Money was involved in all but one of the biggest concerns respondents had about retirement. While about a fourth — 26% — had no concerns about retirement, and 16% were worried about staying productive and useful, all the other responses touched on money. Simply not having enough was the most widely reported financial concern, followed by the possibility of having to provide long-term care for oneself, spouse or partner, or outliving ones retirement savings.

Half the respondents reported having achieved their retirement savings goals, or were on track to do so. A third reported being somewhat behind, and 11% said they were significantly behind on their goals. Only a third of retired respondents said they had already achieved their retirement savings goals. And a significant number either haven’t started to save or reported having no savings goals.

Almost all the respondents — 93% — reported that they owned their homes, a rise from the 85% response in the 2008 survey. The 2011 average home value was $255,000. Of respondents re-contacted, 17% reported a decrease in their home’s value since 2009, and 5% reported an increase.

** INSTRUCTION **
Name every financial concern about retirement that the retirement survey excerpt mentions.

** PROVIDED DATA **

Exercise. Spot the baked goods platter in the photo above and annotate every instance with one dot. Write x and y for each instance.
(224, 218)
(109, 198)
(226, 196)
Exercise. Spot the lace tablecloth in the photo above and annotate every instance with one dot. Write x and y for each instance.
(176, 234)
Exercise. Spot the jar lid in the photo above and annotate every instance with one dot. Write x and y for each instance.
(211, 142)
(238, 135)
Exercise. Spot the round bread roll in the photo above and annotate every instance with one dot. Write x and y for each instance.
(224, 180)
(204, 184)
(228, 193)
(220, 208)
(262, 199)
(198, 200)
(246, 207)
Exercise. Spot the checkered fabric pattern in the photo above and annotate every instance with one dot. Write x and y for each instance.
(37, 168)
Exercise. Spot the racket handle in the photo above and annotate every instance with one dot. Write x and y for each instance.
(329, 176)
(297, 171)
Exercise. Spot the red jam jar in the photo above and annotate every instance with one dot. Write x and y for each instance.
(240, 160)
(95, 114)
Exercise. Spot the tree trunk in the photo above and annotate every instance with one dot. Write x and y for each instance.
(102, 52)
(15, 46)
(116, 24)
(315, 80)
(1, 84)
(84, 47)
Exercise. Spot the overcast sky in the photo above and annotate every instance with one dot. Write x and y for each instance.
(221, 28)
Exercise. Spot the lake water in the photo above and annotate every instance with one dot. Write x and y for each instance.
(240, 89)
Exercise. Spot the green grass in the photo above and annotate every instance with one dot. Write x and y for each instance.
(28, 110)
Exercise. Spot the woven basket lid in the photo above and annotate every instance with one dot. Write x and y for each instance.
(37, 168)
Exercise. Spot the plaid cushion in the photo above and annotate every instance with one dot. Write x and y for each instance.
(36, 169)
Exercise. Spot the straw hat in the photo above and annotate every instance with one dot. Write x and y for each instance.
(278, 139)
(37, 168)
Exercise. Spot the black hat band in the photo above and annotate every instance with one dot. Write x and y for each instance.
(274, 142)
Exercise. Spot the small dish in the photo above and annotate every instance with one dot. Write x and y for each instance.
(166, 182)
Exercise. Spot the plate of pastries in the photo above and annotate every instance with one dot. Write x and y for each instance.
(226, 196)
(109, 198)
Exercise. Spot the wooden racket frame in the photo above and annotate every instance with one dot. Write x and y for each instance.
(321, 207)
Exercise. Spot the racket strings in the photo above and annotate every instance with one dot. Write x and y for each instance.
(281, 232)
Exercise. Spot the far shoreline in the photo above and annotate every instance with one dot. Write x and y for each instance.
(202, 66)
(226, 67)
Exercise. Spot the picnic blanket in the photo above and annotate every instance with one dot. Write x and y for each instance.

** EXERCISE RESULT **
- Not having enough money
- Possibly having to provide long-term care for oneself, a spouse or a partner
- Outliving retirement savings